Information provided:
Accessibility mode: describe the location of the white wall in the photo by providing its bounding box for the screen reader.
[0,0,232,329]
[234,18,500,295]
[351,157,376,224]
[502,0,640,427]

Exercise instructions: Rescale the material above by reproducing every line, the request included. Multiply each bounding-box coordinate by 0.35 and round it to the nearest whole number, rounding halves up.

Response to the exercise:
Accessibility mode: describe the location of the white wall in the photo by providing its bounding box for the screen reader.
[0,0,81,115]
[82,6,175,103]
[123,55,132,78]
[176,0,224,149]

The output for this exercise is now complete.